> [Page text]:
Share Your Favorite Shakespeare

by compound complex 19 Replies latest jw friends

  • compound complex
    compound complex

    GIVE ME MY ROMEO; and, when he shall die,
    Take him and cut him out in little stars,
    And he will make the face of heaven so fine
    That all the world will be in love with night
    And pay no worship to the garish sun.

    -- Romeo and Juliet 3 ii

  • Fisherman

    For who would bear the whips and scorns of time,
    Th' oppressor's wrong, the proud man's contumely,
    The pangs of despised love, the law’s delay,
    The insolence of office, and the spurns
    That patient merit of the unworthy takes,
    When he himself might his quietus make
    With a bare bodkin? Who would fardels bear,
    To grunt and sweat under a weary life,

  • compound complex
    compound complex

    Hamlet 3 i

    Thanks, Fisherman!

> [Given data]:
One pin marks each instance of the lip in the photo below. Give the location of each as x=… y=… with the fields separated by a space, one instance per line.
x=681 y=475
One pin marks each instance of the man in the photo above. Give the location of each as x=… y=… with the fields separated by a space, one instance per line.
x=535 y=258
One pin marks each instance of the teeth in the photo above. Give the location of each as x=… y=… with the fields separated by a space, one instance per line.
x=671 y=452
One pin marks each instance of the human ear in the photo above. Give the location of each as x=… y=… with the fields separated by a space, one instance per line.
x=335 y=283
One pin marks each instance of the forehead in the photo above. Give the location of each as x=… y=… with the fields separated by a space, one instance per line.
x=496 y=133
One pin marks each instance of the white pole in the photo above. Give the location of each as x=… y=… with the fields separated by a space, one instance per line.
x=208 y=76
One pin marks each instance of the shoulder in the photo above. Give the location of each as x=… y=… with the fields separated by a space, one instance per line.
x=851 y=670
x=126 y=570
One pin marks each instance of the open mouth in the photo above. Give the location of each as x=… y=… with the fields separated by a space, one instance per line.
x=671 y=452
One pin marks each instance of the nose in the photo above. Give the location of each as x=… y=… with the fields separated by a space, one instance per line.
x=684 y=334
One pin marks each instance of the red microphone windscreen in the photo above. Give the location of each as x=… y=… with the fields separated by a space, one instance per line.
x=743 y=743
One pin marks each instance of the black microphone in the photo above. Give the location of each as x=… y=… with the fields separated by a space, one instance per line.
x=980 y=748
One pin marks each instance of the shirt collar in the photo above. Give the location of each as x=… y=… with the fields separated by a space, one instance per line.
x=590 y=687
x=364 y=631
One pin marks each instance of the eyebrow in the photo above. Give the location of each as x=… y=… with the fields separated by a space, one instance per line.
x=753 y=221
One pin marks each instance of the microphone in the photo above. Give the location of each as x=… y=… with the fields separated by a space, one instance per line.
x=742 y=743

> [Task statement]:
Retype the Shakespeare thread from "by compound complex" to "the garish sun.".

> [Expected answer]:
by compound complex 19 Replies latest jw friends

  • compound complex
    compound complex

    GIVE ME MY ROMEO; and, when he shall die,
    Take him and cut him out in little stars,
    And he will make the face of heaven so fine
    That all the world will be in love with night
    And pay no worship to the garish sun.